BEGIN Input

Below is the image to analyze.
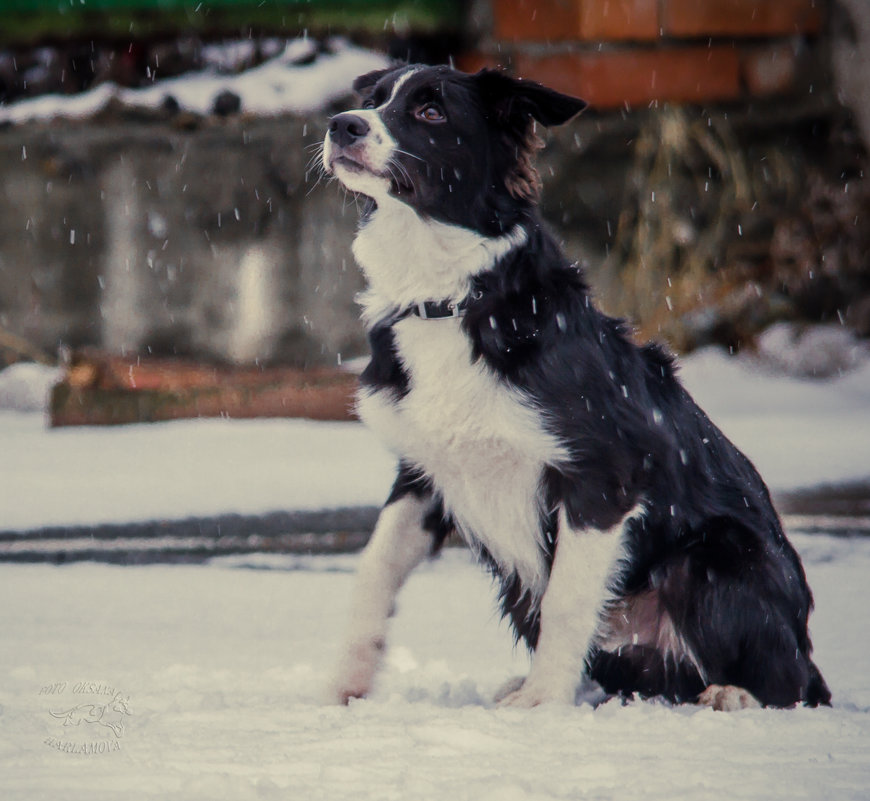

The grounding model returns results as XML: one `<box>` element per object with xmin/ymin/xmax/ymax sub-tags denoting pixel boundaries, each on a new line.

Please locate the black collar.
<box><xmin>395</xmin><ymin>295</ymin><xmax>471</xmax><ymax>322</ymax></box>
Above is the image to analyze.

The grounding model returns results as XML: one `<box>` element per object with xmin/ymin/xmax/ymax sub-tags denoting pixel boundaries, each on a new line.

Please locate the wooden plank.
<box><xmin>50</xmin><ymin>353</ymin><xmax>357</xmax><ymax>426</ymax></box>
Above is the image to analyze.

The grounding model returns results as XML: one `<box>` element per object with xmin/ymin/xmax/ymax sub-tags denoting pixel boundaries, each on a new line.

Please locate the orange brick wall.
<box><xmin>459</xmin><ymin>0</ymin><xmax>831</xmax><ymax>109</ymax></box>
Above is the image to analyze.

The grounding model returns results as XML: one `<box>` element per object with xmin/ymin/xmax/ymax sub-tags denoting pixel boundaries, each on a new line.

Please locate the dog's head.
<box><xmin>323</xmin><ymin>66</ymin><xmax>586</xmax><ymax>234</ymax></box>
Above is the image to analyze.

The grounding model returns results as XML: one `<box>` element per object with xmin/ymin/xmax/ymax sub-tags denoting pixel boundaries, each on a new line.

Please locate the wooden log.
<box><xmin>50</xmin><ymin>352</ymin><xmax>357</xmax><ymax>426</ymax></box>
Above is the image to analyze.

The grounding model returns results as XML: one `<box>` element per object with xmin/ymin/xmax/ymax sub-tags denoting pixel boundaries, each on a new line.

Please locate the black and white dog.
<box><xmin>323</xmin><ymin>66</ymin><xmax>830</xmax><ymax>708</ymax></box>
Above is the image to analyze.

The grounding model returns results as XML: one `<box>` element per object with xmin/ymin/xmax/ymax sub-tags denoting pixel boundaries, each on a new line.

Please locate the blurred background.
<box><xmin>0</xmin><ymin>0</ymin><xmax>870</xmax><ymax>422</ymax></box>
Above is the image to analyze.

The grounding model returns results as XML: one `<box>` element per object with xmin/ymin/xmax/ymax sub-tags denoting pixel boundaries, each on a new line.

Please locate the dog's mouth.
<box><xmin>329</xmin><ymin>153</ymin><xmax>371</xmax><ymax>174</ymax></box>
<box><xmin>329</xmin><ymin>152</ymin><xmax>416</xmax><ymax>198</ymax></box>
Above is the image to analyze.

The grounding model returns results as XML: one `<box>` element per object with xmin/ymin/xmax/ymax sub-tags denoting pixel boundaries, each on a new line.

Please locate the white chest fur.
<box><xmin>359</xmin><ymin>317</ymin><xmax>560</xmax><ymax>596</ymax></box>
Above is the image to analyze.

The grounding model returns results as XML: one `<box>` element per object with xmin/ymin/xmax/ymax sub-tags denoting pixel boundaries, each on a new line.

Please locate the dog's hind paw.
<box><xmin>698</xmin><ymin>684</ymin><xmax>761</xmax><ymax>712</ymax></box>
<box><xmin>492</xmin><ymin>676</ymin><xmax>526</xmax><ymax>704</ymax></box>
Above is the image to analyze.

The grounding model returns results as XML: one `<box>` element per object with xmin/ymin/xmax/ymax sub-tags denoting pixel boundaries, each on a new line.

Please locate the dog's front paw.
<box><xmin>698</xmin><ymin>684</ymin><xmax>761</xmax><ymax>712</ymax></box>
<box><xmin>326</xmin><ymin>637</ymin><xmax>384</xmax><ymax>704</ymax></box>
<box><xmin>498</xmin><ymin>679</ymin><xmax>575</xmax><ymax>709</ymax></box>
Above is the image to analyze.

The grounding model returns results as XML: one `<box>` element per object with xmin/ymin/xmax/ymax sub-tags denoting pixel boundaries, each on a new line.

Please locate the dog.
<box><xmin>322</xmin><ymin>65</ymin><xmax>830</xmax><ymax>709</ymax></box>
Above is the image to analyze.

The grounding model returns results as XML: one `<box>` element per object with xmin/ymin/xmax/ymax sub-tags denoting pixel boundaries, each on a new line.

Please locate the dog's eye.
<box><xmin>414</xmin><ymin>103</ymin><xmax>446</xmax><ymax>122</ymax></box>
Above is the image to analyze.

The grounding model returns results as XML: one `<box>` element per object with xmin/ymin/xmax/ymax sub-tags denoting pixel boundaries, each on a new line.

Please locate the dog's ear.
<box><xmin>474</xmin><ymin>69</ymin><xmax>587</xmax><ymax>128</ymax></box>
<box><xmin>353</xmin><ymin>67</ymin><xmax>394</xmax><ymax>95</ymax></box>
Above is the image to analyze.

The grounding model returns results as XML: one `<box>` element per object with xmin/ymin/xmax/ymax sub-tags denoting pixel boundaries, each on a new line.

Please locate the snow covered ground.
<box><xmin>0</xmin><ymin>39</ymin><xmax>388</xmax><ymax>123</ymax></box>
<box><xmin>0</xmin><ymin>536</ymin><xmax>870</xmax><ymax>801</ymax></box>
<box><xmin>0</xmin><ymin>336</ymin><xmax>870</xmax><ymax>801</ymax></box>
<box><xmin>0</xmin><ymin>332</ymin><xmax>870</xmax><ymax>531</ymax></box>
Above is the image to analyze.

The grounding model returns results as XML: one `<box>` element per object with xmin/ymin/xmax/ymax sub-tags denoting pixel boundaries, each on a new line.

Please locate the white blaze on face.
<box><xmin>323</xmin><ymin>70</ymin><xmax>415</xmax><ymax>199</ymax></box>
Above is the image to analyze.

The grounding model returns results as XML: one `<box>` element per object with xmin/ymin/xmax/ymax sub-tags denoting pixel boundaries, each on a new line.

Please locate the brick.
<box><xmin>515</xmin><ymin>46</ymin><xmax>740</xmax><ymax>109</ymax></box>
<box><xmin>742</xmin><ymin>45</ymin><xmax>797</xmax><ymax>95</ymax></box>
<box><xmin>662</xmin><ymin>0</ymin><xmax>822</xmax><ymax>37</ymax></box>
<box><xmin>455</xmin><ymin>50</ymin><xmax>513</xmax><ymax>73</ymax></box>
<box><xmin>493</xmin><ymin>0</ymin><xmax>580</xmax><ymax>42</ymax></box>
<box><xmin>579</xmin><ymin>0</ymin><xmax>659</xmax><ymax>42</ymax></box>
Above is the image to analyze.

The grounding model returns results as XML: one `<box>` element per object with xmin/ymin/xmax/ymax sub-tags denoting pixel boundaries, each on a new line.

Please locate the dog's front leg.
<box><xmin>328</xmin><ymin>494</ymin><xmax>433</xmax><ymax>704</ymax></box>
<box><xmin>500</xmin><ymin>510</ymin><xmax>636</xmax><ymax>707</ymax></box>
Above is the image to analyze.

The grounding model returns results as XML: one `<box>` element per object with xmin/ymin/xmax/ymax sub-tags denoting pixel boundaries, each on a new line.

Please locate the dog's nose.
<box><xmin>329</xmin><ymin>112</ymin><xmax>369</xmax><ymax>147</ymax></box>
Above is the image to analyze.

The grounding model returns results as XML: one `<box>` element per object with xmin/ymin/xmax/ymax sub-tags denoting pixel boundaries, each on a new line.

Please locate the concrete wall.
<box><xmin>0</xmin><ymin>116</ymin><xmax>365</xmax><ymax>364</ymax></box>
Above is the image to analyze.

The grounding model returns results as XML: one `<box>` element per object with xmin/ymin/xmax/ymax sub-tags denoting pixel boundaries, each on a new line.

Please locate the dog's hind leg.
<box><xmin>327</xmin><ymin>493</ymin><xmax>440</xmax><ymax>704</ymax></box>
<box><xmin>500</xmin><ymin>509</ymin><xmax>639</xmax><ymax>707</ymax></box>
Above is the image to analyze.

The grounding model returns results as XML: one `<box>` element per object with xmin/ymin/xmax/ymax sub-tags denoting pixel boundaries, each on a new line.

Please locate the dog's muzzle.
<box><xmin>329</xmin><ymin>111</ymin><xmax>371</xmax><ymax>148</ymax></box>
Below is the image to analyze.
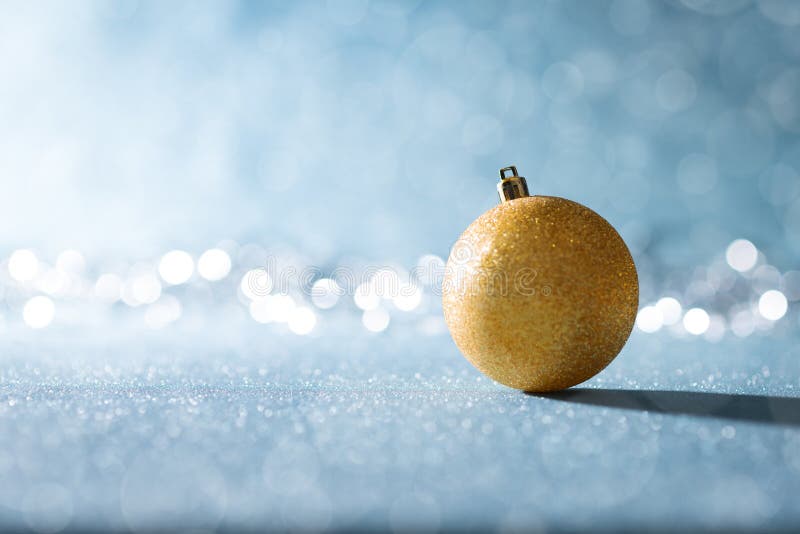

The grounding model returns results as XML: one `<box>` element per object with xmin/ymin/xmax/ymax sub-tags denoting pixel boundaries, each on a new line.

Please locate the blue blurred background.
<box><xmin>0</xmin><ymin>0</ymin><xmax>800</xmax><ymax>532</ymax></box>
<box><xmin>0</xmin><ymin>0</ymin><xmax>800</xmax><ymax>266</ymax></box>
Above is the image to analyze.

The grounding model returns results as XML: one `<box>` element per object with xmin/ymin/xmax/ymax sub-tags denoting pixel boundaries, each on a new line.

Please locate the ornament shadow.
<box><xmin>526</xmin><ymin>388</ymin><xmax>800</xmax><ymax>426</ymax></box>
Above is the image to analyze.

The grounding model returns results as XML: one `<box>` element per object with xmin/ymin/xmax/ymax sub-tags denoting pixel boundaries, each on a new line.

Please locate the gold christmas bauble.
<box><xmin>442</xmin><ymin>167</ymin><xmax>639</xmax><ymax>391</ymax></box>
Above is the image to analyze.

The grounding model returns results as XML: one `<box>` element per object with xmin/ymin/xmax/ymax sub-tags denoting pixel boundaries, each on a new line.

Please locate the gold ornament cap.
<box><xmin>497</xmin><ymin>165</ymin><xmax>531</xmax><ymax>202</ymax></box>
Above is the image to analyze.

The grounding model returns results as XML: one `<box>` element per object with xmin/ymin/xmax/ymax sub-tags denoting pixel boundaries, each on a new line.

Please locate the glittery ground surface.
<box><xmin>0</xmin><ymin>324</ymin><xmax>800</xmax><ymax>532</ymax></box>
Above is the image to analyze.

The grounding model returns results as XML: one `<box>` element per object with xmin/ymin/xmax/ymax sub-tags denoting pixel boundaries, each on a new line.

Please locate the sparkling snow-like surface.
<box><xmin>0</xmin><ymin>324</ymin><xmax>800</xmax><ymax>532</ymax></box>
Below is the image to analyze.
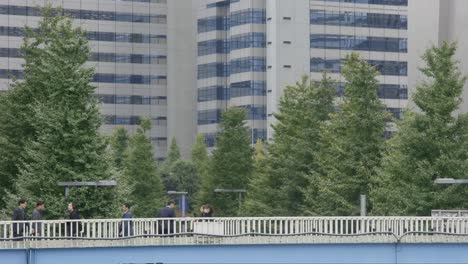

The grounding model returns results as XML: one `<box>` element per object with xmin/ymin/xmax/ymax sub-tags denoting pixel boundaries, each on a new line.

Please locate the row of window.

END Input

Problem to solve
State how many of the lines above contain the word "black". Reply with the number only.

Task solution
2